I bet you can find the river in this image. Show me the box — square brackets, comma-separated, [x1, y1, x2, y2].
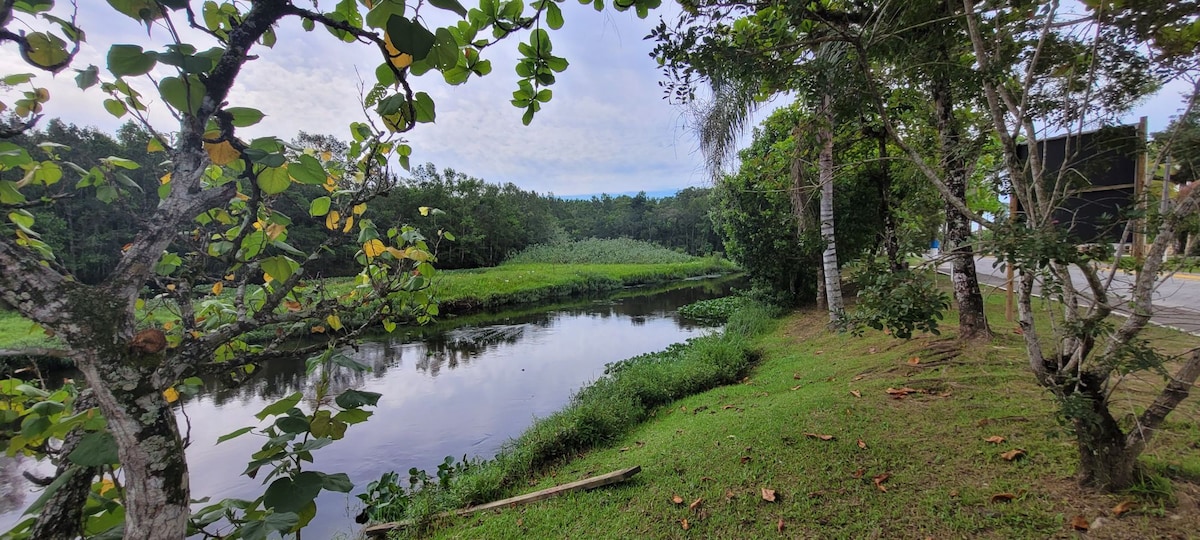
[0, 280, 731, 539]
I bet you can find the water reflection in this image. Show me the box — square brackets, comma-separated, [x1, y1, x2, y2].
[0, 276, 728, 538]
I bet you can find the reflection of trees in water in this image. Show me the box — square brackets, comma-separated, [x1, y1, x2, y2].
[0, 454, 32, 514]
[168, 280, 731, 406]
[416, 317, 528, 377]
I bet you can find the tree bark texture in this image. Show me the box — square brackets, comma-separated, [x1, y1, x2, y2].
[817, 94, 846, 323]
[31, 390, 100, 540]
[932, 80, 991, 340]
[76, 352, 190, 540]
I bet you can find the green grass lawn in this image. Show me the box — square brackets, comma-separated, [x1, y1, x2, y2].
[408, 293, 1200, 539]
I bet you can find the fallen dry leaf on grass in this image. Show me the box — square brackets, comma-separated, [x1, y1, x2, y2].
[989, 493, 1016, 503]
[1000, 448, 1025, 461]
[884, 386, 920, 400]
[1112, 500, 1138, 517]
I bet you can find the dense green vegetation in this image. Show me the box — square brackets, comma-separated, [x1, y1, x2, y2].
[388, 294, 1200, 539]
[4, 120, 721, 283]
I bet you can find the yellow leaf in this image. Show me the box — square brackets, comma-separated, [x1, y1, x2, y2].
[362, 239, 386, 259]
[204, 140, 241, 166]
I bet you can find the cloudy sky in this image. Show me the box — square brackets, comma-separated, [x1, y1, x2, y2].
[0, 0, 1184, 196]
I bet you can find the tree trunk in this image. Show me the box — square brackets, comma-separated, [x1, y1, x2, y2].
[932, 80, 991, 340]
[1068, 372, 1138, 491]
[31, 390, 100, 540]
[817, 94, 846, 323]
[876, 131, 905, 272]
[76, 348, 190, 540]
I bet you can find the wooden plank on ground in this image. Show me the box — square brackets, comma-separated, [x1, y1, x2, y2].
[364, 466, 642, 535]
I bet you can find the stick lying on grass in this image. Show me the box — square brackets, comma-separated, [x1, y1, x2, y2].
[364, 466, 642, 535]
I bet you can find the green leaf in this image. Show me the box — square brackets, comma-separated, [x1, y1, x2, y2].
[256, 167, 292, 194]
[25, 32, 71, 67]
[275, 416, 308, 434]
[334, 388, 383, 409]
[546, 2, 563, 30]
[308, 197, 334, 217]
[158, 76, 204, 114]
[288, 154, 329, 186]
[334, 410, 369, 424]
[217, 426, 254, 444]
[224, 107, 264, 127]
[388, 16, 434, 60]
[430, 28, 462, 71]
[0, 73, 34, 86]
[366, 0, 404, 28]
[67, 431, 120, 467]
[413, 92, 437, 122]
[76, 66, 100, 90]
[108, 44, 158, 77]
[259, 256, 298, 284]
[104, 98, 128, 118]
[430, 0, 467, 18]
[254, 391, 304, 420]
[263, 470, 323, 512]
[317, 472, 354, 493]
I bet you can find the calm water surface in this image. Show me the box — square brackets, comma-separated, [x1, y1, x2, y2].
[0, 281, 730, 539]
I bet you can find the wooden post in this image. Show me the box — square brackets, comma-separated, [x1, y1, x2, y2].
★ ★ ★ ★ ★ ★ ★
▸ **Stated goal**: Please rescale the data starting with the line that contains "I bet you can find the dense" and going on through the line that contains "[4, 120, 721, 283]", writing out every line in that span. Multiply each bounding box coordinate by 1.35 and round to a whole number, with halves rounded up, and keep all other text unchanged.

▸ **Solution to this task**:
I bet you can find the dense green vegetation in this image. Show me the box — square brackets, comma-separated, [x1, y1, x2, y2].
[524, 397, 1620, 728]
[5, 162, 973, 382]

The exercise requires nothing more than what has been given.